§ **Records from a data source**:
----
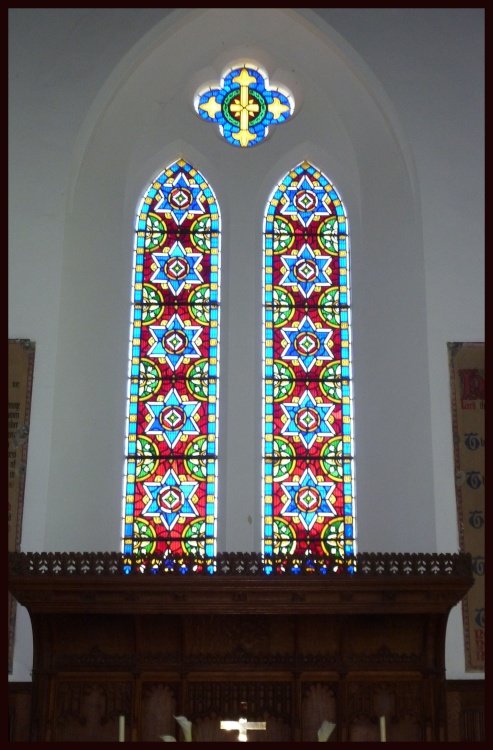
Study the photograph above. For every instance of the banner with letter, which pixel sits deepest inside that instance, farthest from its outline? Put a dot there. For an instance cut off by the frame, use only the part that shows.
(466, 363)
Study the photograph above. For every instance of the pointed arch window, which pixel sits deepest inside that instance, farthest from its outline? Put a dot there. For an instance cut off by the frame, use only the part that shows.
(308, 494)
(170, 491)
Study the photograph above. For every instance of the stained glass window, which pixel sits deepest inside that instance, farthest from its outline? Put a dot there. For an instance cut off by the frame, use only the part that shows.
(244, 105)
(171, 445)
(308, 501)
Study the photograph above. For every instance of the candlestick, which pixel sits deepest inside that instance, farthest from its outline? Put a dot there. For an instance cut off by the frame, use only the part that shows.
(383, 735)
(121, 729)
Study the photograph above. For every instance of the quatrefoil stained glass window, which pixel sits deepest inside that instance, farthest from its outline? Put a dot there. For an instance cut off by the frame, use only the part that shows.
(308, 454)
(244, 106)
(171, 445)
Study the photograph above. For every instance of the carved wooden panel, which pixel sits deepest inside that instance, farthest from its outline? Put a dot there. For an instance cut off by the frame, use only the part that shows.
(401, 702)
(88, 711)
(319, 704)
(158, 707)
(299, 646)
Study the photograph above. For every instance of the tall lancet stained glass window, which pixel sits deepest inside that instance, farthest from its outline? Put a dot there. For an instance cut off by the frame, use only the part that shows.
(171, 463)
(308, 499)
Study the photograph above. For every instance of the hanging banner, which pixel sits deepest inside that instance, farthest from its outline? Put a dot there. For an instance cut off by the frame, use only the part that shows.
(20, 375)
(466, 363)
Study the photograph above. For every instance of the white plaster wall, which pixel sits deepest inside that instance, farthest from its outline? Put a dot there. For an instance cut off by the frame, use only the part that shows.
(98, 132)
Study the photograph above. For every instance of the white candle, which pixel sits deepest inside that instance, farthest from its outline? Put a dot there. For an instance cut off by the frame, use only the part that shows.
(121, 729)
(383, 736)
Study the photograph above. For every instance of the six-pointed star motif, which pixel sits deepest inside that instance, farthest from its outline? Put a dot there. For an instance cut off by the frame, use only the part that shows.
(308, 499)
(170, 499)
(172, 418)
(306, 201)
(182, 199)
(306, 343)
(307, 420)
(306, 270)
(175, 341)
(177, 268)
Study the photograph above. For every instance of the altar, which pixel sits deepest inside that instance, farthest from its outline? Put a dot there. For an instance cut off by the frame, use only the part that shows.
(289, 644)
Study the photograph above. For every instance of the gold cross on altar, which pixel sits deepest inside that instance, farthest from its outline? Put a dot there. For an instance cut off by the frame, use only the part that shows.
----
§ **Exercise description**: Your copy of the entries should be exact and free of pictures.

§ **Your solution**:
Study the photograph above. For every instance of the banner with letter, which pixel sits deepest inside that instance, farthest from its outline? Put a dot there. For an instance cut off by the frame, use only the part that shows.
(466, 363)
Study the photograph above. For every instance of the pointed arch window, which pixel sits deepest inside that instance, farthest from its outline? Put a dot there. For an instance cut off by the frame, use only the part that shows.
(308, 494)
(170, 491)
Study the photograph above. For every instance of the stained glass window, which pixel sits deepest inside that instance, farthest from its outline? Put a dot there. For an instance cut off by the frame, use only the part that shows.
(244, 105)
(171, 445)
(308, 501)
Study the photograph above. For every instance of the candlestick, which pixel sits deepest inside that instance, farthest from its outline? Put a dot there. For an instance cut off by the frame, use only the part that shows.
(383, 735)
(121, 729)
Study the photograph above. For every instance of the quatrefoil stained glass window, which pixel sits deepest inside that instance, farthest from its outline? Put a dot there. For an instance cut off by the frame, use only the part that shows.
(308, 454)
(244, 106)
(171, 445)
Study the photograph above. For every instance of the carved wooden panel, which pixel sits deepest inside that instance, farthest from its outline? Put a dot there. For an instance cut off by the frame, use only the part that shows.
(401, 702)
(88, 711)
(319, 704)
(158, 707)
(299, 646)
Study the photograph above. For every instance of the tall lancet stained glass window, which pixel sits deepest inside that instance, farthest from its outline? Put a dot there. For an instance cut off by the frame, use only the part that shows.
(171, 463)
(308, 499)
Study the photograph above. For every instance of the hanging banner, which pixel sits deepest inside that instance, farthest from its outline? Put a dot there. For an instance cut off by the frame, use only the part that shows.
(20, 375)
(466, 363)
Study the photograph above. For every instance of the white plaster wall, which pixel sits deepest inside that instance, farthest from its outline? Put a dot there. For an instance cut off by the frame, use only the part that shows.
(98, 132)
Study the photograph above. For every instance of the white candle, which pixel sits deepest inside that instance, farthest from its outline? Put a dot there. For an instance cut off by the frame, use only the part that shows.
(121, 729)
(383, 736)
Study the photograph above. For every instance of the six-pointed star motif, which pixel sits deepest inside that instance, farthest from its outline? Put a dot there. For an instance cut off by the frame, use only the part that shows.
(308, 499)
(170, 499)
(172, 418)
(306, 201)
(182, 199)
(306, 343)
(307, 420)
(306, 270)
(175, 341)
(177, 268)
Study the photograph above. For every instance of the altar, which pixel sits deepest inside that instance, farthest from its outline? Put a dot there. For an instance cut off by the frame, use only the part that shows.
(289, 644)
Study the photograph above. For every instance of the gold cross on altar, which pixel sits deepest inside that instance, farthest from its outline? Put a dot there. For an instance cut off by the frame, use only the part that shows.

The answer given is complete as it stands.